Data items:
┏━━

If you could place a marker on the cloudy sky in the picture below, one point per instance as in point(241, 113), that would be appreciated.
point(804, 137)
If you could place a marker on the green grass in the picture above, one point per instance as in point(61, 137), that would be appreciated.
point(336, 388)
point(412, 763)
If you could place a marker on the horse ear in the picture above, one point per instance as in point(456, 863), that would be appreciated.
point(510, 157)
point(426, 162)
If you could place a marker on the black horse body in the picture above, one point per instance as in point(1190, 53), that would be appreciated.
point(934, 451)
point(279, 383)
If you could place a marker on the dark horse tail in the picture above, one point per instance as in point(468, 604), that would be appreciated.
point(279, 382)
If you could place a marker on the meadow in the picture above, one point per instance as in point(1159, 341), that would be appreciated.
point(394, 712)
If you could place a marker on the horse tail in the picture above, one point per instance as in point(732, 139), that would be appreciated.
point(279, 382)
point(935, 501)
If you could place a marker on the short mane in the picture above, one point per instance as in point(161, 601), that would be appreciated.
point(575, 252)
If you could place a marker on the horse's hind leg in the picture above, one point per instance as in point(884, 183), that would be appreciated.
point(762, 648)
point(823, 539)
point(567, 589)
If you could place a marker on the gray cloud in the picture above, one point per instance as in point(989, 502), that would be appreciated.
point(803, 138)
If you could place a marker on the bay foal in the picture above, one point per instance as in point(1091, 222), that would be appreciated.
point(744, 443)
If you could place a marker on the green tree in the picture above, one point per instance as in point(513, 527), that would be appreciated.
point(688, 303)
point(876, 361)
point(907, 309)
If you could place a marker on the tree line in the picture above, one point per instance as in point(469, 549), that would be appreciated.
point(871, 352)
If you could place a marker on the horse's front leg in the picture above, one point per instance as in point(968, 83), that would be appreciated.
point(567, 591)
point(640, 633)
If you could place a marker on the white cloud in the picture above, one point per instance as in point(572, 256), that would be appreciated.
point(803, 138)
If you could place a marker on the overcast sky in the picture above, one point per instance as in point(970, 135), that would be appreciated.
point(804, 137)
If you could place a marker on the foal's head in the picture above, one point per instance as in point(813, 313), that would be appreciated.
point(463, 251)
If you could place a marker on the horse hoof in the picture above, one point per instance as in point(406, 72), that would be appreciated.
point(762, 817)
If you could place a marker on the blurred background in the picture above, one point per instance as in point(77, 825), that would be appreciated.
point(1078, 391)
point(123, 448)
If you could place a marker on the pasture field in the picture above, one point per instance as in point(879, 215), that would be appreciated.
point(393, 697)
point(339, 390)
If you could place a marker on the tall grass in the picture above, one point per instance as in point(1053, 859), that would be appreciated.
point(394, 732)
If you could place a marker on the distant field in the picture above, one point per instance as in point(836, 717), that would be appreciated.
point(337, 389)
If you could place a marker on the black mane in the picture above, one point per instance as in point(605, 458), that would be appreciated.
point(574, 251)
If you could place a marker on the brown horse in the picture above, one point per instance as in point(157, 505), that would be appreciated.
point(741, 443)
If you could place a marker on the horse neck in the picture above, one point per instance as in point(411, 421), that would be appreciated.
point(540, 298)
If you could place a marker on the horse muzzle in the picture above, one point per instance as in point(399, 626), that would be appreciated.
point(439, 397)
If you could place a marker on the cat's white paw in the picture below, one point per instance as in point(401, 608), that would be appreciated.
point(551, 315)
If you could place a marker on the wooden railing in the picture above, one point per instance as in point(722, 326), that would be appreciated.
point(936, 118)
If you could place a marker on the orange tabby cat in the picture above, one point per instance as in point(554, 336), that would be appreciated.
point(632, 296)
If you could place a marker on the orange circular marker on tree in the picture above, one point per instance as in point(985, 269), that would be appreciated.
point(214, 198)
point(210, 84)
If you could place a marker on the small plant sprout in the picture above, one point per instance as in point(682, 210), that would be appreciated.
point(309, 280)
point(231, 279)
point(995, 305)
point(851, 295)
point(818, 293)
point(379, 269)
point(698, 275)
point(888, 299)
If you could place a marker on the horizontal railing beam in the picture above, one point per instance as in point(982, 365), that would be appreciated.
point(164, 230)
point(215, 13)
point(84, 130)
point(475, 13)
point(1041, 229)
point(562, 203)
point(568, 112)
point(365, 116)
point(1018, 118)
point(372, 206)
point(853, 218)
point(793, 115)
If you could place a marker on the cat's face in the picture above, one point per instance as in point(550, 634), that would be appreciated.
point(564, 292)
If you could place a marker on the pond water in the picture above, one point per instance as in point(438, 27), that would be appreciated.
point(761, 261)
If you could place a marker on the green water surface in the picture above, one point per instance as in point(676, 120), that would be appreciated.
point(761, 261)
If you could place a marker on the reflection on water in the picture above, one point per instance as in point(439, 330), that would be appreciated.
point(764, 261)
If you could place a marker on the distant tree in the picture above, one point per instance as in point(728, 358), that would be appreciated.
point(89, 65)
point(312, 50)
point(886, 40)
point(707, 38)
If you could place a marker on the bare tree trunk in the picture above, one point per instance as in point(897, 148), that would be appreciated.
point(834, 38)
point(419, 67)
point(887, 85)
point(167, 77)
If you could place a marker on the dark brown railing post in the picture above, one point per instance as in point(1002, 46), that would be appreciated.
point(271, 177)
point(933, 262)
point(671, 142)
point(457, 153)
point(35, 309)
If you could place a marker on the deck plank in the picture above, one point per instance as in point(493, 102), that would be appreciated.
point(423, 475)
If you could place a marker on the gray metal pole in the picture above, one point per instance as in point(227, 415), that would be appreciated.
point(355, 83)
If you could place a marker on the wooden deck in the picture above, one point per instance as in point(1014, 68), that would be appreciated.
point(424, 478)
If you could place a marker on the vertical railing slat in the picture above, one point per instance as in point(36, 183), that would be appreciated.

┗━━

Write out the data once more, word for word.

If you could place a marker on the cloudy sky in the picture below, one point per instance as in point(241, 113), that would be appreciated.
point(804, 137)
If you could place a marker on the green grass in the picture above, one point per instance as in point(61, 137), that would be appreciated.
point(336, 388)
point(412, 763)
If you could place a marker on the horse ear in the picture above, one point per instance as in point(456, 863), that would be appreciated.
point(510, 157)
point(426, 162)
If you could place a marker on the black horse body in the picture above, one point per instance as in point(1190, 53), that would be appreciated.
point(934, 451)
point(279, 383)
If you could place a marker on the dark horse tail in the picture above, one point per instance as in point(468, 604), that would be appreciated.
point(279, 382)
If you could place a marker on the meadow in the picture above, one point per instance as in point(1159, 341), that would be appreciated.
point(394, 712)
If you could place a marker on the horse tail in the picture above, one point per instance as in point(732, 139), that would be appreciated.
point(279, 382)
point(935, 501)
If you could place a marker on the short mane in the picture above, one point per instance as in point(161, 601), that would be appreciated.
point(575, 252)
If you could place a marker on the horse's hind leg in the picture above, one point per instance as in point(884, 183), that would be appreciated.
point(762, 648)
point(823, 539)
point(567, 589)
If you could place a marker on the gray cloud in the picture above, one point per instance as in point(989, 502), that would be appreciated.
point(803, 138)
If you could place a marker on the bay foal in the picture above, one point per instance as in point(1091, 222), that would be appreciated.
point(744, 443)
If you could place a marker on the green tree in the picture above, one point per instance as in point(513, 527), that would be appreciated.
point(688, 303)
point(876, 361)
point(907, 309)
If you could place a marker on the tree line in the picture above, one point per instance as in point(469, 549), that would be appreciated.
point(871, 352)
If you could place a marker on the horse's front leg in the picture above, one point per instance as in point(968, 83), that would be appreciated.
point(567, 591)
point(640, 633)
If you could place a marker on the white cloud in the picture above, one point per instance as in point(572, 256), that would be appreciated.
point(803, 138)
If you could place a marker on the overcast sky in the picture above, one point per instance as in point(970, 135), that would be appreciated.
point(804, 137)
If you could place a marker on the foal's head in the picture above, one point per instance as in point(813, 313), that would be appreciated.
point(463, 251)
If you could place a marker on the horse hoof in the picture above, one point per instance as in point(406, 72), that would be appreciated.
point(762, 817)
If you could place a marker on the blurred background in the picture above, one point per instance as in point(77, 825), that would be appreciated.
point(1078, 391)
point(123, 448)
If you could place a marker on the pasture field in the picture above, one point per instance as in point(879, 215), that would be appreciated.
point(393, 697)
point(339, 390)
If you could place a marker on the tall grass in the picture above, one point per instance as in point(1053, 859), that would be appreciated.
point(394, 732)
If you could place a marker on the distant field in the picture above, one point per instance as in point(836, 717), that would be appreciated.
point(337, 389)
If you could place a marker on the black mane in the picture above, one point per instance as in point(605, 458), that would be appreciated.
point(574, 251)
If you could place a marker on the brown horse in the picture above, one point per instance as in point(157, 505), that would be appreciated.
point(741, 443)
If you could place a marker on the horse neck in the picture above, one point per instance as in point(411, 421), that would be appreciated.
point(540, 298)
If you could place a marker on the horse muzzle in the picture above, one point per instance as in point(399, 626), that would be appreciated.
point(439, 397)
If you could place a marker on the cat's white paw in the picture below, one point per instance as in point(401, 608), that would be appreciated.
point(551, 315)
If you could place a marker on the wooden railing in the picture above, one point per instance as in point(722, 326), that would be appreciated.
point(936, 118)
If you could place a marker on the orange tabby cat in the picture above, one point per instance as in point(554, 336), that would be appreciated.
point(632, 296)
If you could place a marker on the orange circular marker on tree in the picture above, one point per instance as in point(985, 269), that would be appreciated.
point(214, 198)
point(210, 84)
If you could place a marker on the small plant sprout in the picture above, one point per instance as in point(682, 210), that would be appreciated.
point(309, 280)
point(231, 279)
point(995, 305)
point(851, 295)
point(818, 293)
point(379, 269)
point(698, 275)
point(888, 299)
If you could place a marker on the horizontal railing beam in the picture above, one point per instance as in point(982, 365), that would be appreciated.
point(164, 230)
point(215, 13)
point(84, 130)
point(475, 13)
point(1041, 229)
point(562, 203)
point(568, 112)
point(365, 116)
point(1018, 118)
point(372, 206)
point(853, 218)
point(793, 115)
If you could place a marker on the cat's face in the picture above, one point per instance as in point(550, 634), that would be appreciated.
point(564, 292)
If you could place a marker on the pond water in the picture above, one point per instance as in point(438, 27), that would be appreciated.
point(761, 261)
If you could place a marker on the green water surface in the picture above, one point per instance as in point(676, 120), that would be appreciated.
point(761, 261)
If you could place a marker on the reflection on water in the picture above, one point per instance as in point(439, 330), that would be appreciated.
point(764, 261)
If you could place a marker on the distant tree in the picture above, one point per instance as in point(728, 358), that would be appreciated.
point(89, 65)
point(312, 50)
point(886, 40)
point(707, 38)
If you could place a marker on the bare tree trunk in the picture above, one point per instance as in point(897, 148), that would be appreciated.
point(834, 38)
point(419, 67)
point(887, 85)
point(167, 77)
If you could place a marker on the dark brown railing post in the picture above, one point per instance as in point(1002, 46), that would be appreciated.
point(271, 177)
point(933, 262)
point(671, 142)
point(457, 153)
point(35, 309)
If you could place a marker on the deck plank in the picture above, one point per instance as in point(493, 102), that would be appreciated.
point(423, 475)
If you could place a marker on the gray metal pole in the picture above, one point per instance as in point(227, 415), that would be appreciated.
point(355, 83)
If you could place a marker on the wooden deck in the picture above, one point per instance as in point(1014, 68), that would be appreciated.
point(424, 478)
If you could place a marker on the vertical railing slat in the picture above, one point per instance as in point(36, 183), that would be appreciated.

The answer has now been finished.